- [Work order A]: Check statements (i), (ii) and (iii) against the passage on the kidneys, and for each one give yes or no along with the exact words of the passage that decide it. (i) The filtrate moves from the loop of Henle into the distal tubule. (ii) The urinary bladder can hold up to 300ml of urine. (iii) Healthy kidneys make hormones that keep the bones strong.
- [Work order B]: Copy everything in the passage on the kidneys from "The urine formed" down to "lead to death.".
- [Work order C]: Proceed with the passage on the kidneys from the point where it stops.

- [Supplied text]:
In the proximal tubule, some substances such as amino acids, glucose, and salts are selectively reabsorbed and unwanted molecules are added in the urine. The filtrate then moves down into the loop of Henle, in which more water is reabsorbed. From here, the filtrate moves upwards into the distal tubule, and finally to the collecting duct. This duct collects urine from many nephrons.

The urine formed in each kidney then enters a long tube called the ureter. The ureters move the urine from the kidneys to the urinary bladder. The urinary bladder is under the control of the nervous system. This helps us to control the urge to urinate.

Some Interesting Facts:

• Do you know that blood passes through the kidneys 300 times in a day?

• The urinary bladder can hold up to 600ml of urine!

Artificial kidneys

Do you know what will happen if your kidneys fail?

Healthy kidneys remove excess of fluid, wastes, and minerals from the body. They also make hormones that keep the bones strong and healthy. If the kidneys fail to function, wastes may accumulate in the body, the body may retain excess fluid, and blood pressure may rise. This can even lead to death.

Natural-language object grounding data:
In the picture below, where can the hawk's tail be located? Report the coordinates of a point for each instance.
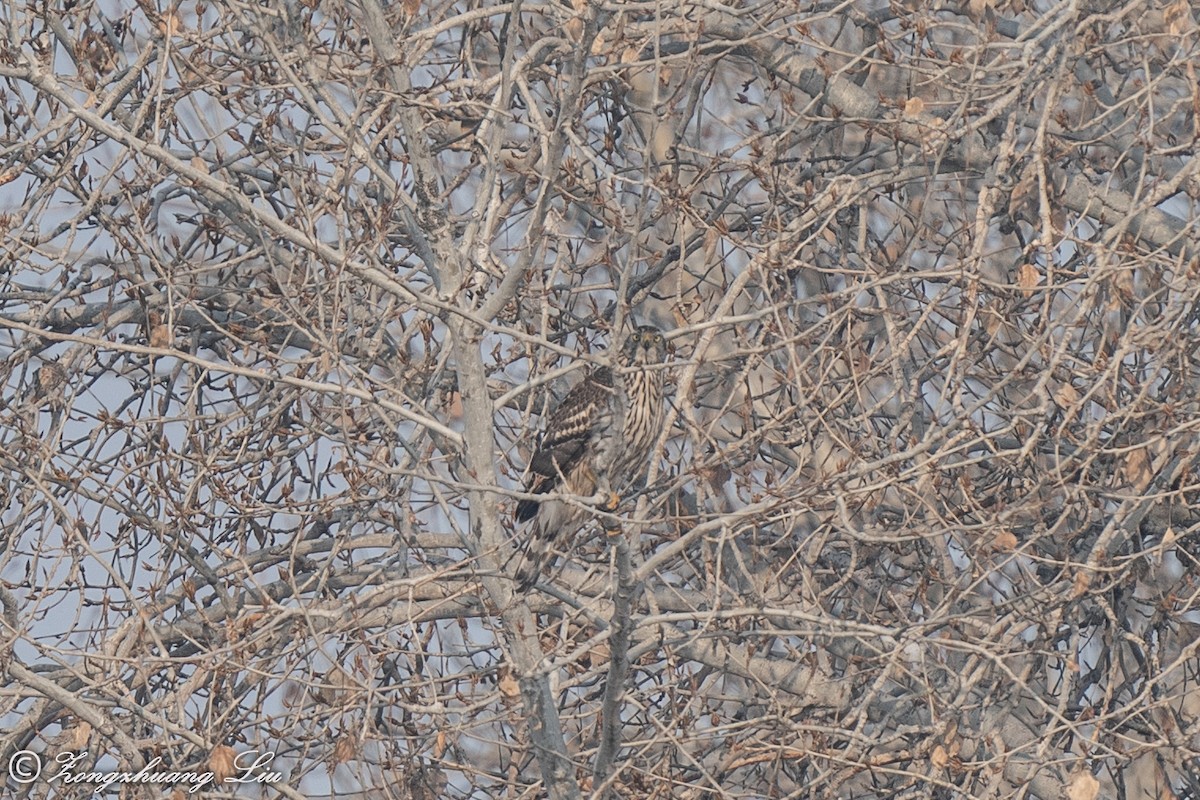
(533, 559)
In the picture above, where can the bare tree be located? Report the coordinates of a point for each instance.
(289, 288)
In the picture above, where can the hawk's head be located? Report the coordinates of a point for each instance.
(646, 344)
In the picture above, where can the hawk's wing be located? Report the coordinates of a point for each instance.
(564, 441)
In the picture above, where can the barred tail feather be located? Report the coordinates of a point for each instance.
(551, 518)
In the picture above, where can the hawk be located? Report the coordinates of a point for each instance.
(598, 439)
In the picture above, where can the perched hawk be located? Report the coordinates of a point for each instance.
(599, 438)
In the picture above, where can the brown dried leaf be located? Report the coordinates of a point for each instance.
(221, 763)
(1083, 787)
(1027, 277)
(1083, 581)
(346, 749)
(1066, 396)
(1137, 469)
(1005, 541)
(509, 686)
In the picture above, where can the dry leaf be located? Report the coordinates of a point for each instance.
(221, 763)
(160, 336)
(1137, 468)
(1027, 277)
(509, 686)
(1005, 541)
(346, 749)
(1066, 396)
(1083, 787)
(81, 733)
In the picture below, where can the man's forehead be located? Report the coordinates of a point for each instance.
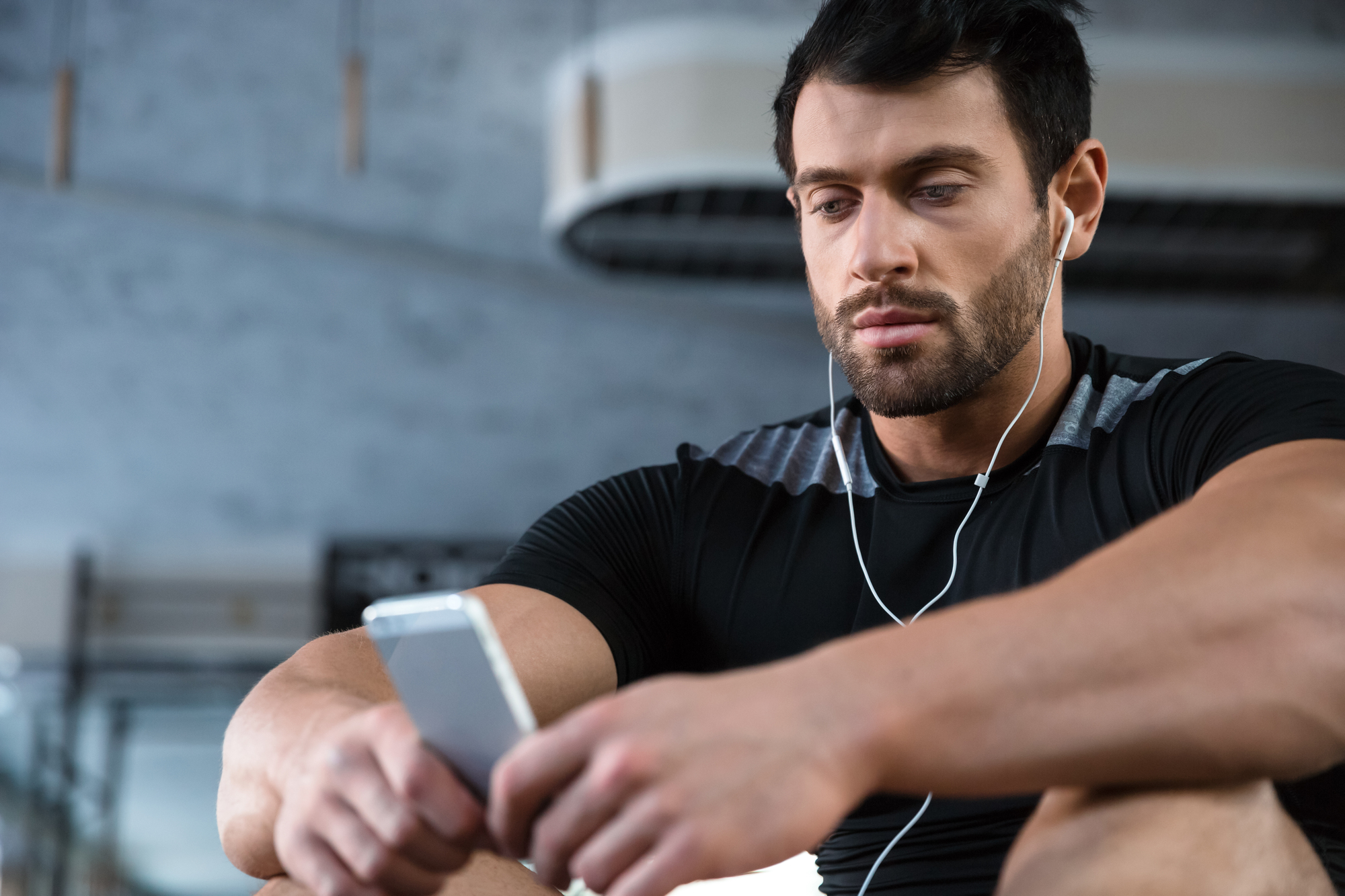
(844, 127)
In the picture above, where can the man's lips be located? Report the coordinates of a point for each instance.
(891, 327)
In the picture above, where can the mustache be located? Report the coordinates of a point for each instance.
(879, 295)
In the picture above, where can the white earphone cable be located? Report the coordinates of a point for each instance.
(981, 482)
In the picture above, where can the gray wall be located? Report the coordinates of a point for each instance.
(217, 335)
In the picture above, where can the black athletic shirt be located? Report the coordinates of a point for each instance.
(743, 555)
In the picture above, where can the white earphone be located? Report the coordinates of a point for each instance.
(981, 482)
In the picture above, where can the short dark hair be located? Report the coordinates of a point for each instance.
(1031, 48)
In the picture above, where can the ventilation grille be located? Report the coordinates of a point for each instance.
(1143, 245)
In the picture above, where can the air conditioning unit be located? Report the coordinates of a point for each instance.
(1227, 165)
(661, 150)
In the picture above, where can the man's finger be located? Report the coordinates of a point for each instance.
(318, 868)
(371, 860)
(414, 774)
(679, 858)
(622, 842)
(537, 768)
(393, 818)
(613, 775)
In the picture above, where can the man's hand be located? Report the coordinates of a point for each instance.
(680, 779)
(373, 813)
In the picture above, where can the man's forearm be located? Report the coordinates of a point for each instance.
(323, 684)
(1207, 645)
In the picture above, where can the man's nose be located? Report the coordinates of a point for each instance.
(884, 243)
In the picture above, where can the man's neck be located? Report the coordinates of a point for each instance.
(960, 442)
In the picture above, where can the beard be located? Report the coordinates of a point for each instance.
(983, 338)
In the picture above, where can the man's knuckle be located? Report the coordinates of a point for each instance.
(403, 827)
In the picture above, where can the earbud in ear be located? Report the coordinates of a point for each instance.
(1065, 239)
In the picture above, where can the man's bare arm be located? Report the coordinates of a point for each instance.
(1207, 645)
(284, 728)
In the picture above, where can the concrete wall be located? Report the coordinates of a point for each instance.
(216, 335)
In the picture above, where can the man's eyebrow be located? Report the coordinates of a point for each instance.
(945, 155)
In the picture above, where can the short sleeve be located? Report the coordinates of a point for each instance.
(1234, 405)
(609, 551)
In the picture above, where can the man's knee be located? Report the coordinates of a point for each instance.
(1226, 841)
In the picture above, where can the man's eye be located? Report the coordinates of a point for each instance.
(942, 192)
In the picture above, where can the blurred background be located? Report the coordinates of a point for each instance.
(309, 302)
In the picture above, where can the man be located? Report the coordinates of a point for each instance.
(1147, 622)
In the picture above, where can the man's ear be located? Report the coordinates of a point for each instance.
(1081, 185)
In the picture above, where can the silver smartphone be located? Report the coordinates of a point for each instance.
(454, 678)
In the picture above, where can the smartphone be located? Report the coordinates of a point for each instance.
(454, 678)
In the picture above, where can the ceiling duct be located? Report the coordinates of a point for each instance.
(661, 151)
(1227, 163)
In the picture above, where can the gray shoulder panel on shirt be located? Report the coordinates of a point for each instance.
(798, 456)
(1090, 409)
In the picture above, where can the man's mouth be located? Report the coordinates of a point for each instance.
(894, 326)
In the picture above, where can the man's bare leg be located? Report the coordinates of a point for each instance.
(486, 874)
(1219, 841)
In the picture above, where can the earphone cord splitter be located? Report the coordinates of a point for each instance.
(981, 482)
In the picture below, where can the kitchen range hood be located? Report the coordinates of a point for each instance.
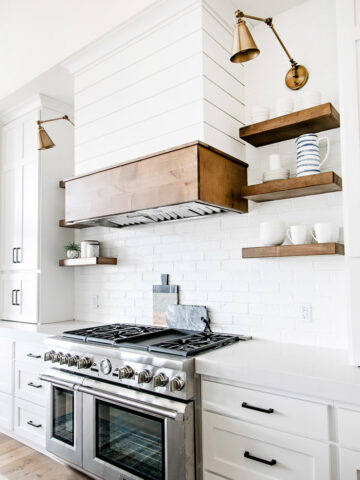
(192, 180)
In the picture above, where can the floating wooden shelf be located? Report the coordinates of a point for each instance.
(293, 187)
(84, 262)
(294, 250)
(311, 120)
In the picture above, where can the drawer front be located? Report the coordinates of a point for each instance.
(6, 377)
(272, 411)
(6, 348)
(28, 386)
(236, 449)
(6, 411)
(348, 428)
(31, 353)
(29, 421)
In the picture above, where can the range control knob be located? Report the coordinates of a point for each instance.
(64, 359)
(72, 361)
(126, 372)
(84, 362)
(144, 376)
(48, 356)
(56, 357)
(160, 380)
(176, 383)
(105, 366)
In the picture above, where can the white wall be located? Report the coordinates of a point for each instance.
(38, 34)
(135, 101)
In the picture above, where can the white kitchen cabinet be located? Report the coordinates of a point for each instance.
(349, 464)
(31, 205)
(236, 449)
(19, 296)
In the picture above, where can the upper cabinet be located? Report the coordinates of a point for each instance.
(19, 195)
(32, 286)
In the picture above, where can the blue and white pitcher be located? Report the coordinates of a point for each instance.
(308, 160)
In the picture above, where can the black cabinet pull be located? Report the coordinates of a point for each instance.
(261, 460)
(32, 424)
(31, 384)
(258, 409)
(31, 355)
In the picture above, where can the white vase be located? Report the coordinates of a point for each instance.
(72, 253)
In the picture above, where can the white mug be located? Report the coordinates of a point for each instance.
(272, 233)
(297, 234)
(274, 161)
(325, 232)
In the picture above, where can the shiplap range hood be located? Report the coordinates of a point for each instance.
(192, 180)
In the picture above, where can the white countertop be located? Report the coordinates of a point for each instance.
(318, 372)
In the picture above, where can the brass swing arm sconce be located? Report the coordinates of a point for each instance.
(44, 141)
(244, 49)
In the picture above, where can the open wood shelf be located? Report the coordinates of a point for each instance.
(293, 187)
(294, 250)
(311, 120)
(85, 262)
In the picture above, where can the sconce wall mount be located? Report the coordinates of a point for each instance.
(44, 141)
(244, 49)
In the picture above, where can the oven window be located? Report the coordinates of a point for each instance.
(63, 415)
(130, 440)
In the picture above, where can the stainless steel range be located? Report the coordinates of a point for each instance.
(124, 400)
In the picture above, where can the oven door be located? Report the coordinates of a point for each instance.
(134, 435)
(64, 416)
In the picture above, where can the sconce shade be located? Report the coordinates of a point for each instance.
(44, 141)
(244, 48)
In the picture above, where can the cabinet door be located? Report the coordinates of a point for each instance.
(236, 449)
(349, 464)
(11, 186)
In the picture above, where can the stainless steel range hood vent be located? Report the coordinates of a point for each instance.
(189, 181)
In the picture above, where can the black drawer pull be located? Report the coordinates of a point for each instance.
(261, 460)
(31, 355)
(31, 384)
(258, 409)
(32, 424)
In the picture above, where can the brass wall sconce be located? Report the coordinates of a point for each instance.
(244, 49)
(44, 141)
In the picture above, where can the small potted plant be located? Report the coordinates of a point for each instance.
(72, 250)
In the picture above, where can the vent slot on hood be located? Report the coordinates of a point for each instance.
(192, 180)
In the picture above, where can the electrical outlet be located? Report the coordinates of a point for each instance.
(306, 312)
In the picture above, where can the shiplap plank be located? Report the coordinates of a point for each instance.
(170, 121)
(159, 36)
(142, 147)
(138, 92)
(166, 100)
(223, 100)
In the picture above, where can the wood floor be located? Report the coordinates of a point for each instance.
(19, 462)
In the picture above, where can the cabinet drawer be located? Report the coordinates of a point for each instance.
(236, 449)
(28, 386)
(29, 421)
(31, 353)
(348, 428)
(272, 411)
(6, 411)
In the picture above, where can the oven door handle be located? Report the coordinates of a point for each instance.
(57, 381)
(127, 402)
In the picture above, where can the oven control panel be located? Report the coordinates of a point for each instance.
(142, 376)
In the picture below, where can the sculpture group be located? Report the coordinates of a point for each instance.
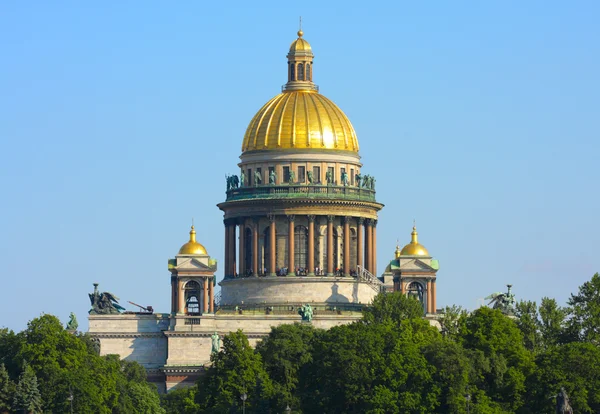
(361, 181)
(104, 303)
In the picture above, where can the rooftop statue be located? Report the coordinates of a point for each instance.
(257, 178)
(562, 402)
(72, 325)
(104, 303)
(306, 312)
(358, 179)
(216, 343)
(505, 302)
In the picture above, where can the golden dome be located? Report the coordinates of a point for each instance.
(298, 120)
(192, 247)
(414, 248)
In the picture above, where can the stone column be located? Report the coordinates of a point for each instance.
(311, 245)
(368, 235)
(181, 299)
(346, 246)
(374, 252)
(330, 245)
(255, 248)
(433, 298)
(227, 259)
(242, 250)
(359, 241)
(232, 265)
(211, 296)
(291, 247)
(429, 296)
(205, 291)
(272, 247)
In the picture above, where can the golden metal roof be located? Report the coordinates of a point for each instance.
(414, 248)
(192, 247)
(299, 120)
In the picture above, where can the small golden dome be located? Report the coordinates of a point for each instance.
(300, 45)
(414, 248)
(300, 120)
(192, 247)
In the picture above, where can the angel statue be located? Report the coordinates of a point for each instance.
(104, 303)
(306, 313)
(505, 302)
(562, 402)
(72, 325)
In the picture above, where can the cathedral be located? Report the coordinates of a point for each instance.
(300, 223)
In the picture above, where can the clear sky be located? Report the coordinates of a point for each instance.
(119, 121)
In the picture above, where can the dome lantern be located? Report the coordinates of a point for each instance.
(300, 62)
(414, 248)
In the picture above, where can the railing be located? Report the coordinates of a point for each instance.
(314, 191)
(365, 276)
(290, 309)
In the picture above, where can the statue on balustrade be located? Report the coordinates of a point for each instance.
(358, 179)
(329, 177)
(306, 312)
(257, 178)
(215, 343)
(345, 181)
(104, 303)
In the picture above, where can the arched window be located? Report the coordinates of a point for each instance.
(192, 297)
(301, 247)
(301, 71)
(415, 290)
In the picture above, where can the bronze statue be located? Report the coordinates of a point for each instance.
(306, 313)
(216, 343)
(72, 325)
(505, 302)
(104, 303)
(562, 402)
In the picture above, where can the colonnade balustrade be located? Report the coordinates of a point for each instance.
(236, 262)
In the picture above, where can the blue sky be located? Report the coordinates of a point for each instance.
(119, 121)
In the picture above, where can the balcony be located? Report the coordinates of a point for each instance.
(301, 191)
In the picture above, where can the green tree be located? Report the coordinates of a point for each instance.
(575, 366)
(500, 361)
(392, 307)
(7, 389)
(529, 324)
(552, 322)
(27, 397)
(180, 401)
(286, 351)
(584, 312)
(235, 370)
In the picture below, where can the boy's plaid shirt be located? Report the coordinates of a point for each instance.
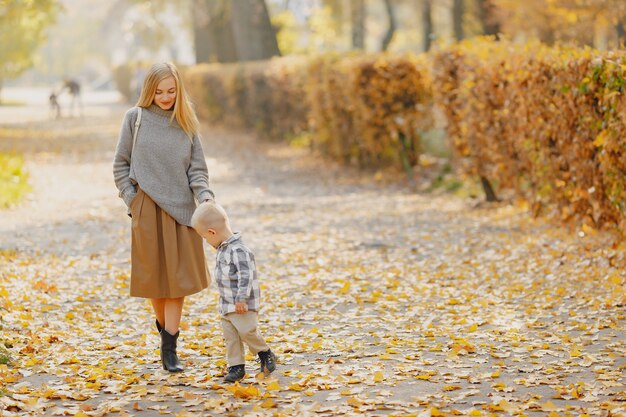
(236, 276)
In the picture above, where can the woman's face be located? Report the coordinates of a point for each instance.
(165, 95)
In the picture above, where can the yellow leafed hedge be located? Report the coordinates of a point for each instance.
(363, 110)
(546, 122)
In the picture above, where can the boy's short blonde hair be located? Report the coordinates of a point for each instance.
(209, 215)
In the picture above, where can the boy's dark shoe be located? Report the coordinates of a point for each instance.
(268, 361)
(235, 373)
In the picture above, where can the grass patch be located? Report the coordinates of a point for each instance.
(13, 179)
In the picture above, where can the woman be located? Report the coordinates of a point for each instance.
(167, 176)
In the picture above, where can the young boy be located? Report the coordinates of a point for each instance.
(236, 278)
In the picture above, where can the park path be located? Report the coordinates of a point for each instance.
(378, 301)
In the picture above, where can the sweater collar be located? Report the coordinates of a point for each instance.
(156, 109)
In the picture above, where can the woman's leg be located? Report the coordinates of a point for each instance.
(173, 309)
(158, 304)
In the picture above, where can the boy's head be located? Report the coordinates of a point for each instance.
(211, 222)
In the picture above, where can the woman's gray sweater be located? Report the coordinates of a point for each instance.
(167, 165)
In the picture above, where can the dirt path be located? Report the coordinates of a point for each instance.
(378, 301)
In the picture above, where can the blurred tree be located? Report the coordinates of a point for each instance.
(427, 24)
(357, 18)
(214, 39)
(458, 11)
(391, 29)
(255, 37)
(590, 22)
(233, 30)
(487, 15)
(22, 30)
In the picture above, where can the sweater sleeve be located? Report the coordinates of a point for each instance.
(198, 173)
(121, 161)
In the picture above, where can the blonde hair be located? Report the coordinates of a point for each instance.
(183, 109)
(209, 215)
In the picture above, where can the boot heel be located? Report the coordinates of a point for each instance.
(168, 352)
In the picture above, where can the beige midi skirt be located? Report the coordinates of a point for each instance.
(167, 258)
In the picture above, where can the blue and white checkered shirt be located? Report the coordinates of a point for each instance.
(236, 276)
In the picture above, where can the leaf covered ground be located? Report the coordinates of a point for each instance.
(377, 300)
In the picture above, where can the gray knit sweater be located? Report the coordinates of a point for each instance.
(167, 166)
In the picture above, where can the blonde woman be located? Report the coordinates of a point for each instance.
(161, 188)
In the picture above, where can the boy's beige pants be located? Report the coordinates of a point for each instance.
(239, 329)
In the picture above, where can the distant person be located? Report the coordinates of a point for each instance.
(238, 284)
(160, 177)
(73, 88)
(55, 108)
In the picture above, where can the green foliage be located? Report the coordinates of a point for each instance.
(22, 30)
(13, 179)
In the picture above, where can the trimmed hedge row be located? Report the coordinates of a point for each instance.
(367, 111)
(546, 123)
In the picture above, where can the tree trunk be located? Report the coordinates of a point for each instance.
(427, 23)
(212, 30)
(222, 37)
(457, 17)
(620, 28)
(255, 37)
(487, 18)
(490, 195)
(357, 16)
(392, 25)
(201, 31)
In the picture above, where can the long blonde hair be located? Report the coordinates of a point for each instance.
(183, 109)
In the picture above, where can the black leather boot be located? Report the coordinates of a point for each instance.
(268, 361)
(168, 352)
(235, 373)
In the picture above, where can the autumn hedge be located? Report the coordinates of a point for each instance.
(545, 124)
(367, 111)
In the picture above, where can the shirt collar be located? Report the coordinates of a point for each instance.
(236, 236)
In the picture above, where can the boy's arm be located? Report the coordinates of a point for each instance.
(245, 270)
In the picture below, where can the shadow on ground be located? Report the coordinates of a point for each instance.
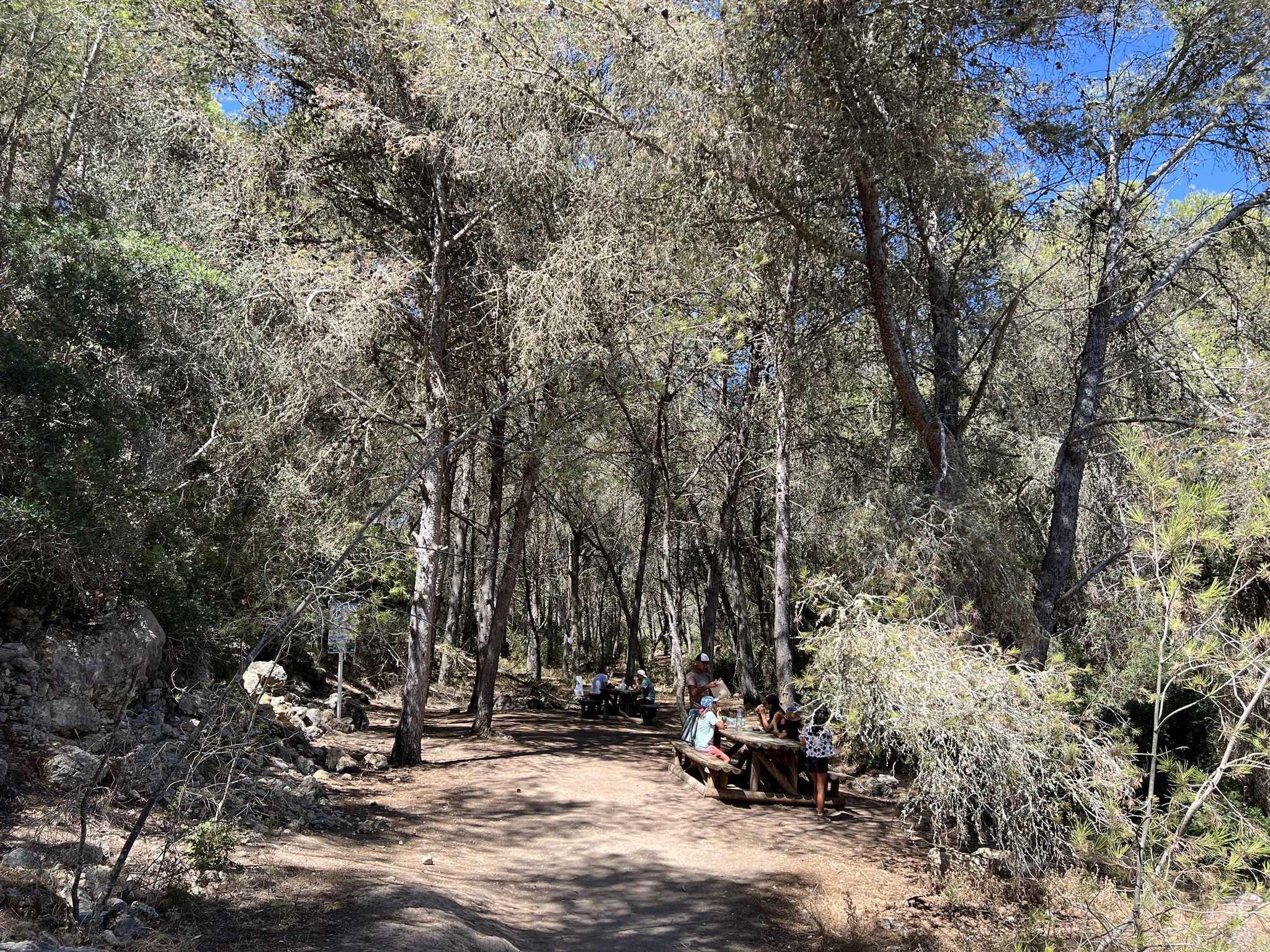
(557, 835)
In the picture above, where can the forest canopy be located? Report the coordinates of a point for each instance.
(905, 358)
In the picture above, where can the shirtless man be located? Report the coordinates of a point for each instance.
(699, 682)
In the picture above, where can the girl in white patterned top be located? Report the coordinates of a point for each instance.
(818, 748)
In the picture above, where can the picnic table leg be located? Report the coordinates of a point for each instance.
(776, 775)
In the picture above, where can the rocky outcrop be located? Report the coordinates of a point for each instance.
(70, 769)
(265, 676)
(99, 662)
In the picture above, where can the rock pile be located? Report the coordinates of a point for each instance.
(61, 691)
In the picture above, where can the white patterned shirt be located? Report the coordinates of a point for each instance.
(818, 741)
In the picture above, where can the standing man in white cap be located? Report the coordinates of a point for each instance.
(699, 682)
(648, 694)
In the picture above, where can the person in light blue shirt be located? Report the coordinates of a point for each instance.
(706, 724)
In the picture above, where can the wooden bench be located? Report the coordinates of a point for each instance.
(711, 772)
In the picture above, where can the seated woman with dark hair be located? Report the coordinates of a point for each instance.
(770, 714)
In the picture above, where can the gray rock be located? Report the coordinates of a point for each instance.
(127, 927)
(12, 650)
(265, 676)
(70, 769)
(20, 858)
(93, 855)
(99, 662)
(68, 716)
(353, 710)
(309, 790)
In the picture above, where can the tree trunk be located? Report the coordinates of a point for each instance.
(746, 681)
(493, 540)
(431, 539)
(458, 564)
(781, 549)
(717, 558)
(19, 115)
(487, 674)
(534, 625)
(634, 648)
(1075, 451)
(74, 115)
(574, 602)
(943, 446)
(944, 322)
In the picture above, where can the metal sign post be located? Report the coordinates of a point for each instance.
(339, 685)
(340, 640)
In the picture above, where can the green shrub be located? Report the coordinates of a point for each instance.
(997, 757)
(210, 845)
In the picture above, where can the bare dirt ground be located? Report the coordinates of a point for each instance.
(563, 834)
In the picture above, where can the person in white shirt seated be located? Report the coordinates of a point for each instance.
(598, 682)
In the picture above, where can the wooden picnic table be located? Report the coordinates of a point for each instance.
(625, 700)
(774, 770)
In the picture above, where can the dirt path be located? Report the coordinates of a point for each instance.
(564, 835)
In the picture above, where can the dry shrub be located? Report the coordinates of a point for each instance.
(997, 758)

- [Written response A]:
(i) Yes: "From here, the filtrate moves upwards into the distal tubule"
(ii) No: "The urinary bladder can hold up to 600ml of urine!"
(iii) Yes: "They also make hormones that keep the bones strong and healthy."

- [Written response B]:
The urine formed in each kidney then enters a long tube called the ureter. The ureters move the urine from the kidneys to the urinary bladder. The urinary bladder is under the control of the nervous system. This helps us to control the urge to urinate.

Some Interesting Facts:

• Do you know that blood passes through the kidneys 300 times in a day?

• The urinary bladder can hold up to 600ml of urine!

Artificial kidneys

Do you know what will happen if your kidneys fail?

Healthy kidneys remove excess of fluid, wastes, and minerals from the body. They also make hormones that keep the bones strong and healthy. If the kidneys fail to function, wastes may accumulate in the body, the body may retain excess fluid, and blood pressure may rise. This can even lead to death.

- [Written response C]:
In such a case, an artificial kidney or hemodialysis is useful.

In hemodialysis, only a few drops of blood are allowed to flow, through a special filter that removes wastes and extra fluid. The detoxified blood is then returned to the body.

The special filter used in dialysis consists of a number of tubes with semi-permeable lining, suspended in a tank filled with the dialysis fluid.

Dialysis

What is dialysis? When is it performed? It performs the function of which organ?

Sometimes, kidney(s) stops functioning because of an infection or an injury. This leads to the accumulation of harmful wastes in the body, which can even cause death. In such a condition, blood is filtered artificially. This process is known as dialysis. A dialysis machine performs the function of a normal kidney, and thus helps an individual to survive.

Do you know that the human bladder can stretch to hold up to 400 mL of urine?!

Excretion in Plants

The process by which wastes are thrown out of the body is called excretion and the organs that help in excretion are called excretory organs.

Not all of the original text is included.